**EXERCISE DETAILS**
A line belongs in the answer if it contains "building"; copy every such line from the entries below.

[Records drawn from a dataset]
* * * * * * *

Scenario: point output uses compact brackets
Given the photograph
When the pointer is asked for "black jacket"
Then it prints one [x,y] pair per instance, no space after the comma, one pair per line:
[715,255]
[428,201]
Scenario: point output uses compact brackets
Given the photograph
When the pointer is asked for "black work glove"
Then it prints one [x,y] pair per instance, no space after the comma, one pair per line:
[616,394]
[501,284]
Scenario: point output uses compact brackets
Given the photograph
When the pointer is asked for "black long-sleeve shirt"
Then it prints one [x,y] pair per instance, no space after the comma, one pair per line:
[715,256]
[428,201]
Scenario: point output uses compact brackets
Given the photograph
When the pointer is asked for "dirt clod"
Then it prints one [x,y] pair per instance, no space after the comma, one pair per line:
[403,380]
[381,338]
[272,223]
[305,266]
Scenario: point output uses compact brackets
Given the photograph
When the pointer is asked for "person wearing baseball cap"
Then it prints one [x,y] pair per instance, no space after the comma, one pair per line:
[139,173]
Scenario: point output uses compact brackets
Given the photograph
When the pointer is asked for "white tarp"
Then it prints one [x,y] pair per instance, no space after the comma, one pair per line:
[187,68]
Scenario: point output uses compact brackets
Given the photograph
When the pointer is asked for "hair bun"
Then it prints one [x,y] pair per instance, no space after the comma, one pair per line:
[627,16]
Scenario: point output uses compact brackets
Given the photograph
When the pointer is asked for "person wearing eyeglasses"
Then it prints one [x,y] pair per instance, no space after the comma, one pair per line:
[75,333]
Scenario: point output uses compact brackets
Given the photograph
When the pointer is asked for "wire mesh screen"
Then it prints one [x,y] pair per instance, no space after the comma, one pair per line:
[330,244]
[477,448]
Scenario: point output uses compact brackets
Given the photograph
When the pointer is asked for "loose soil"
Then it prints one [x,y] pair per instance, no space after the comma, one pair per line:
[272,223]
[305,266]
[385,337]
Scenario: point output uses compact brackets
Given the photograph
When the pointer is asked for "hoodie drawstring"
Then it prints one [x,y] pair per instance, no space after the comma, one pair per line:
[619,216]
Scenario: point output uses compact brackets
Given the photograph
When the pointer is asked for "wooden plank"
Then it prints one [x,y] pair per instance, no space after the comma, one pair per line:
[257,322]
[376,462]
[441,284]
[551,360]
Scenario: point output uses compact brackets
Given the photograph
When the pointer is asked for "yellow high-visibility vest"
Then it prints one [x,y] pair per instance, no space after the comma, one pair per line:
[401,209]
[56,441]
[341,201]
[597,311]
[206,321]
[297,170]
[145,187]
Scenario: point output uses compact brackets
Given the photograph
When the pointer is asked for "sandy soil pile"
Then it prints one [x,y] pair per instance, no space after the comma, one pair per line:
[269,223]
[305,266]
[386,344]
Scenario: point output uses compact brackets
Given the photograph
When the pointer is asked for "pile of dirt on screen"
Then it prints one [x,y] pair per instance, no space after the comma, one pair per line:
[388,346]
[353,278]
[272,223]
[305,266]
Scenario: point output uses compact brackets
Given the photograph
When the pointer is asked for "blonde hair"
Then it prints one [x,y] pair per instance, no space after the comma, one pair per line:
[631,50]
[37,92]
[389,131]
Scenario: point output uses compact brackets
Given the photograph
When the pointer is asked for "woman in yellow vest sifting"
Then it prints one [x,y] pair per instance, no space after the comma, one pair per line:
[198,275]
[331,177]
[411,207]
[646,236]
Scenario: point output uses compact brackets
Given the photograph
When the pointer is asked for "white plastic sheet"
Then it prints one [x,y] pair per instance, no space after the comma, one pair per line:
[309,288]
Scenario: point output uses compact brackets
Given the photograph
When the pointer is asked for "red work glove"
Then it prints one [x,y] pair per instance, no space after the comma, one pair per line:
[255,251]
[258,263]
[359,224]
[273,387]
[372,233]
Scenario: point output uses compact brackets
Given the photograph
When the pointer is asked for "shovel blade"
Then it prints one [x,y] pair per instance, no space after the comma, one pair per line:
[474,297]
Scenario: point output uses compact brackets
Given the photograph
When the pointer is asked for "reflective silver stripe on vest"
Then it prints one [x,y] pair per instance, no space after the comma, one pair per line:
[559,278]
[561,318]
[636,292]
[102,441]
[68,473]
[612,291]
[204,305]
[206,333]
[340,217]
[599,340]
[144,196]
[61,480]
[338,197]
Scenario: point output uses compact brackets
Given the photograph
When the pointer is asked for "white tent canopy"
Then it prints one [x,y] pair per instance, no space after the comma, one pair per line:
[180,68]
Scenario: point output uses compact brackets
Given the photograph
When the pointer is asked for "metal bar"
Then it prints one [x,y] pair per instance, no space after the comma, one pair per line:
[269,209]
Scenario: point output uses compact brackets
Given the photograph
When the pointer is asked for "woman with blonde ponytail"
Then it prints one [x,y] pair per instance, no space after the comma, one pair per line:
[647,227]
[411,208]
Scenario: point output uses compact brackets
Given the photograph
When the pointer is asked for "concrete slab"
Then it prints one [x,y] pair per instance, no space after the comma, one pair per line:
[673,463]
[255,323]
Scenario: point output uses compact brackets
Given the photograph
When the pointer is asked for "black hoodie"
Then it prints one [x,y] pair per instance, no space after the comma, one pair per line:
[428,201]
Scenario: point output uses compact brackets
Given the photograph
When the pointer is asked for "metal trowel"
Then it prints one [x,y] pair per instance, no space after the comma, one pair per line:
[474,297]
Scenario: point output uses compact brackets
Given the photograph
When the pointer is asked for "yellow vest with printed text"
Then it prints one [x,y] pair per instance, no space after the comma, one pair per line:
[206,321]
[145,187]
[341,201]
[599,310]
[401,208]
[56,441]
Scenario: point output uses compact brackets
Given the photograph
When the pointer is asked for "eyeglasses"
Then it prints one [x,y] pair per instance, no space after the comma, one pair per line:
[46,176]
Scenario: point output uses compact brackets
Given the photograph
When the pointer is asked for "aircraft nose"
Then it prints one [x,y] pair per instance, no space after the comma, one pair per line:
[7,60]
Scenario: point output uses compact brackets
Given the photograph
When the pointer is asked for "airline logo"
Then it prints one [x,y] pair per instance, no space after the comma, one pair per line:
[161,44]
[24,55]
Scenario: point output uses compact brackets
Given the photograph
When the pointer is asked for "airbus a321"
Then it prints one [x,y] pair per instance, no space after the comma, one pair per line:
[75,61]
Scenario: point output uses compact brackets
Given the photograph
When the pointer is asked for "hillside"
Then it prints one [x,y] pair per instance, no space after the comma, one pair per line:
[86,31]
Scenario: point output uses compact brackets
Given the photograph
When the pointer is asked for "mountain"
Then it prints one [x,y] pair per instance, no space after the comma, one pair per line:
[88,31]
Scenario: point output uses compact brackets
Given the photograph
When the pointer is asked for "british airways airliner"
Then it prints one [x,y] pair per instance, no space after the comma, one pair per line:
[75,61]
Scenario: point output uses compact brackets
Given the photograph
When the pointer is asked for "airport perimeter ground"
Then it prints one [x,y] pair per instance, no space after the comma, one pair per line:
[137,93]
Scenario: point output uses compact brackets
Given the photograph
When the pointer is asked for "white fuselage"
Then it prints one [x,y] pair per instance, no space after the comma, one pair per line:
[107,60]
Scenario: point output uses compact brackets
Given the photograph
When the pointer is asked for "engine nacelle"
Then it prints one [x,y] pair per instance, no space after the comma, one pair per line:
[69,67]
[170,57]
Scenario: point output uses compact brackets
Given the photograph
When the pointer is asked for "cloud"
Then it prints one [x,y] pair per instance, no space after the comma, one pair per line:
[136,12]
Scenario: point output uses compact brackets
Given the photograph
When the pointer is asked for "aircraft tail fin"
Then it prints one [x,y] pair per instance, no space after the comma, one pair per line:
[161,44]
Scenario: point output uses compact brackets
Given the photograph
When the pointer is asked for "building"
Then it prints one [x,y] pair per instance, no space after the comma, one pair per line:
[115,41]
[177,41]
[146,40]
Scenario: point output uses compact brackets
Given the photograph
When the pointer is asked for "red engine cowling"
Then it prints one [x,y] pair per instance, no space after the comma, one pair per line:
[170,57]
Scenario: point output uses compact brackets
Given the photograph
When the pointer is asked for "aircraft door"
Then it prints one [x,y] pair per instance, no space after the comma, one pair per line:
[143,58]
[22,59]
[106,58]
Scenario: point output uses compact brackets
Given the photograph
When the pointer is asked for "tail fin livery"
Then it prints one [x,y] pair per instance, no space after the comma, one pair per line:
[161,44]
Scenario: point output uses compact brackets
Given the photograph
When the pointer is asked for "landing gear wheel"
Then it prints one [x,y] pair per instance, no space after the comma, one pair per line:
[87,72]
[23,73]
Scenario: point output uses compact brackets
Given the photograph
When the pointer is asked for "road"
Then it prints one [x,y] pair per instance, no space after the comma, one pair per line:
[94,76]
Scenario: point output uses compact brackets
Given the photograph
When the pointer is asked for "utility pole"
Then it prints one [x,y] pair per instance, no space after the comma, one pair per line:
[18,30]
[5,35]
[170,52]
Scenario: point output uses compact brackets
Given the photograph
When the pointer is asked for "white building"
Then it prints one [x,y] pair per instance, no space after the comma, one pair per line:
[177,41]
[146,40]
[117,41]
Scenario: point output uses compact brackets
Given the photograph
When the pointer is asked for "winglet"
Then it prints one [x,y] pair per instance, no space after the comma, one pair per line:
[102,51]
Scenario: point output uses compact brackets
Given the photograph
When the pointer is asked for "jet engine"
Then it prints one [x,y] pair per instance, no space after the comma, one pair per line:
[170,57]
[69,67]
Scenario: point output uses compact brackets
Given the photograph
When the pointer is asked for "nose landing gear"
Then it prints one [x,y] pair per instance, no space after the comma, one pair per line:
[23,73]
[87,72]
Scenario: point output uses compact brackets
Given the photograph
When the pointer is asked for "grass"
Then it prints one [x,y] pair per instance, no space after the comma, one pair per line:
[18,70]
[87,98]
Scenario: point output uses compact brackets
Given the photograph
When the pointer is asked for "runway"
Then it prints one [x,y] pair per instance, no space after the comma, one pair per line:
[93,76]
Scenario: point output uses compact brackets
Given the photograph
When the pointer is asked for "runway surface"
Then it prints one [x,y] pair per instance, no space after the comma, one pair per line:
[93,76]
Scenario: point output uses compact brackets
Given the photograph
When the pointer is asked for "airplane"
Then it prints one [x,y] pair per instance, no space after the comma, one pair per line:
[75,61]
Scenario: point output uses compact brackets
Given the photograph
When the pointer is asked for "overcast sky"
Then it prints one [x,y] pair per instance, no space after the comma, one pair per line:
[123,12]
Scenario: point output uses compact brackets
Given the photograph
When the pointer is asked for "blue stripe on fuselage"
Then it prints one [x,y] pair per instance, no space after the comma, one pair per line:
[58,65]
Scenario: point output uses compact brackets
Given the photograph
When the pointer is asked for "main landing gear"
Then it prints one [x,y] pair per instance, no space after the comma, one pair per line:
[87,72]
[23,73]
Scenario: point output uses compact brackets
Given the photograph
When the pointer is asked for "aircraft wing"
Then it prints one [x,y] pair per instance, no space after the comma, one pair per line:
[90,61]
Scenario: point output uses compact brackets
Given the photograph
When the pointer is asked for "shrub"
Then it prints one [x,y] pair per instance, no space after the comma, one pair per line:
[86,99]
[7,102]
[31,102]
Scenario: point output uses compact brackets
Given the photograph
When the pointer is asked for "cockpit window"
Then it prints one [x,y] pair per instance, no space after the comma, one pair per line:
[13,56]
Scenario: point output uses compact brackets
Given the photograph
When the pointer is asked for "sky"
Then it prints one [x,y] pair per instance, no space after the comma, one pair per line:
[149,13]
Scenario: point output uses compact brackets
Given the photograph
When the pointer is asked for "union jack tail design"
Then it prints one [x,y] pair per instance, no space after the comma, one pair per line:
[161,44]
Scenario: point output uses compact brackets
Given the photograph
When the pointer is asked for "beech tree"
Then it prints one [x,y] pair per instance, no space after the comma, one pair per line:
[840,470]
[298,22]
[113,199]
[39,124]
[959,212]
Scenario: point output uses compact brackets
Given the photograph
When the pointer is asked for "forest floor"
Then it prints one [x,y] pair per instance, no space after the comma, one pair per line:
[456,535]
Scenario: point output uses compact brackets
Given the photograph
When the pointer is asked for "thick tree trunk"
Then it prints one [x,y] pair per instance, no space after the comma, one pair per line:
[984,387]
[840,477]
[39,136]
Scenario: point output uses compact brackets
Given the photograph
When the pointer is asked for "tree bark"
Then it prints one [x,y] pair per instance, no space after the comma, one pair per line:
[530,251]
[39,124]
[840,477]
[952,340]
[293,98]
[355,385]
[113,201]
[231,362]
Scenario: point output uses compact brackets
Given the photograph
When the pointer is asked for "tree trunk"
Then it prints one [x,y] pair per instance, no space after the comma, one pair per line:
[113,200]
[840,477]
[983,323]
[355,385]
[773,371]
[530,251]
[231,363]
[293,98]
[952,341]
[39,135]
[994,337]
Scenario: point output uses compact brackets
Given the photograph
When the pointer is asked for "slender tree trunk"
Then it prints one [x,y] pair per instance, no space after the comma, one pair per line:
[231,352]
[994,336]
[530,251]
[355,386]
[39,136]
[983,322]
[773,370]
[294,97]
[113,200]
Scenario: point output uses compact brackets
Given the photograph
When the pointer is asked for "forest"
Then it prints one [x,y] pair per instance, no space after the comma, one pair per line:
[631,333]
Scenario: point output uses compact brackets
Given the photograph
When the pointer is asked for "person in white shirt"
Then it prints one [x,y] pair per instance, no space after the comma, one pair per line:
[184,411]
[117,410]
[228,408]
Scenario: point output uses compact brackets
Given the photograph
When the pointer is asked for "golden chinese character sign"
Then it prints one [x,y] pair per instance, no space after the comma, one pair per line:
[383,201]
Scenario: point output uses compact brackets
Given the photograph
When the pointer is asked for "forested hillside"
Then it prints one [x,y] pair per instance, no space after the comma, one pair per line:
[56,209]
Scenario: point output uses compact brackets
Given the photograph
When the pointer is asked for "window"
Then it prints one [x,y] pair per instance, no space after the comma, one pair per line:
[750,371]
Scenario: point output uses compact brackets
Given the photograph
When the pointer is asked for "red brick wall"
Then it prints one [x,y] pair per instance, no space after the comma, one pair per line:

* * * * * * *

**EXERCISE SOLUTION**
When the pointer is asked for "building"
When the pointer is asked for "white building"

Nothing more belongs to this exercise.